Data to examine:

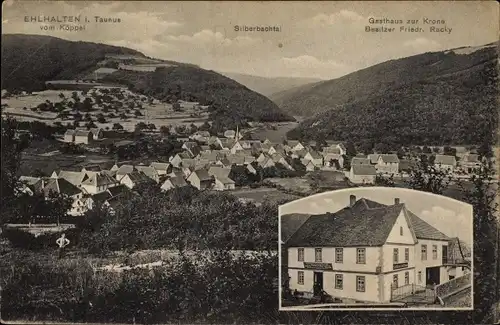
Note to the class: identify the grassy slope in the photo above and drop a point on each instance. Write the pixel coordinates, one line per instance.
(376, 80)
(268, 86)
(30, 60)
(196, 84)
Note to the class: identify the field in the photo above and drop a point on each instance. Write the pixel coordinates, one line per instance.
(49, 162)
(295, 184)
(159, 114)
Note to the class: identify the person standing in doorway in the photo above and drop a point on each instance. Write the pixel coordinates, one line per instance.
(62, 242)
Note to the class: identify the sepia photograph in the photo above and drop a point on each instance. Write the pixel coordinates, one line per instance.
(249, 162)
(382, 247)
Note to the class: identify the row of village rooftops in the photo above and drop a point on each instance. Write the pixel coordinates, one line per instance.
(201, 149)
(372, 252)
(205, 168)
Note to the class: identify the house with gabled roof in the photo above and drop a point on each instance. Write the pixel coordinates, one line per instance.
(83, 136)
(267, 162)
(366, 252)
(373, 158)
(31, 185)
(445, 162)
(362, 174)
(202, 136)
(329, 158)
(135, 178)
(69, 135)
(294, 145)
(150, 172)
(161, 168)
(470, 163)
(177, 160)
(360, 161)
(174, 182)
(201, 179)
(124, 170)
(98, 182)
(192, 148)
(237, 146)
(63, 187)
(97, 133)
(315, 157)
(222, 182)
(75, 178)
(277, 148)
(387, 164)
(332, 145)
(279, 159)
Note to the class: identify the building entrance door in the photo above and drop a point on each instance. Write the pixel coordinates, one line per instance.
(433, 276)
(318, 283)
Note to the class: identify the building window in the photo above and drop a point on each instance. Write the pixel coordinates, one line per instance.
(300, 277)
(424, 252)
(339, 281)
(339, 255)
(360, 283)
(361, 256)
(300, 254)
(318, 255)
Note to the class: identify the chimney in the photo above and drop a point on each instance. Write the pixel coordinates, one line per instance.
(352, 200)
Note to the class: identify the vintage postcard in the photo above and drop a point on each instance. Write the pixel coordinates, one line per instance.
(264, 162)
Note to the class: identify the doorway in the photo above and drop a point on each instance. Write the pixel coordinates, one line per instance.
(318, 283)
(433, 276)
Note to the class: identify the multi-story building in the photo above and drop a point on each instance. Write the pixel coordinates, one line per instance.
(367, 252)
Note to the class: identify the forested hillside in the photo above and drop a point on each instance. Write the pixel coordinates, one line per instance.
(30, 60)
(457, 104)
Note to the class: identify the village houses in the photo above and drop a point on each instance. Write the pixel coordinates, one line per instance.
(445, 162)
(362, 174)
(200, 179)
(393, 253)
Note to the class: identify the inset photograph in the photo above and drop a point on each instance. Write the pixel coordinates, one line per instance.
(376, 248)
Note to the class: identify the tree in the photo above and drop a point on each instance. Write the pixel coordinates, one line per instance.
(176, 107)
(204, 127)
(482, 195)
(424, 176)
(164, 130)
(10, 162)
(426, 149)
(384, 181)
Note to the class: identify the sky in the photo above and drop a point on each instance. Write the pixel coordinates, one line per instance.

* * *

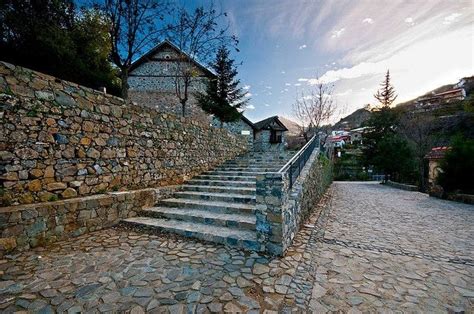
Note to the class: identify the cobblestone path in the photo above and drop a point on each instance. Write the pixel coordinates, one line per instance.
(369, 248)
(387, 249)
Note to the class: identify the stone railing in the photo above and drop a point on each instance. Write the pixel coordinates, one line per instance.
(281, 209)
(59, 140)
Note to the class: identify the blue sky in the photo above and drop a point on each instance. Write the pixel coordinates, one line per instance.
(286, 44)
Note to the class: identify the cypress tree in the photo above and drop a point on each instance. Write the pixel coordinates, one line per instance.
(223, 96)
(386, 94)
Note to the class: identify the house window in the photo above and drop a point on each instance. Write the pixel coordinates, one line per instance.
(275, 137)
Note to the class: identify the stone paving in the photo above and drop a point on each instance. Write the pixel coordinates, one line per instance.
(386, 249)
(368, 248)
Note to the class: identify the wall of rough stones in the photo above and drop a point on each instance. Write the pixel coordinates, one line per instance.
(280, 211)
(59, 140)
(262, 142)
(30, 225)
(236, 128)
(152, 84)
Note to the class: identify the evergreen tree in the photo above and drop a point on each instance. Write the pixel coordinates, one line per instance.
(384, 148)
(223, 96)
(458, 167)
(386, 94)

Goal of the exercise: Within the data above, the lines from the one with "Note to the class: identify the forested" to the one with "Note to the class: identify the sky" must be repeated exactly; no other line belongs in the answer.

Task answer:
Note to the class: identify the forested hillside in the photo above and drop a point on each instance. Write the pixel coordinates, one line per instance.
(30, 60)
(457, 104)
Note to the class: identify the village houses in the photo above and drop a point on each instance. Write the pixel coordinates, one line per instance.
(445, 162)
(362, 174)
(200, 179)
(393, 253)
Note to the class: identify the inset photograph in the photo above and drop a point on each instance. Write the pixel coordinates, one line per instance.
(376, 248)
Note to the class: identify the tree in the photo above and drop a point on each instance. Write the pixel coordinates, one line per instance.
(176, 107)
(204, 127)
(482, 195)
(424, 176)
(164, 130)
(10, 162)
(426, 149)
(384, 181)
Note to the class: identify the sky in the photo above and drop a point on each instance. Write the pixel coordinates, one line per instance.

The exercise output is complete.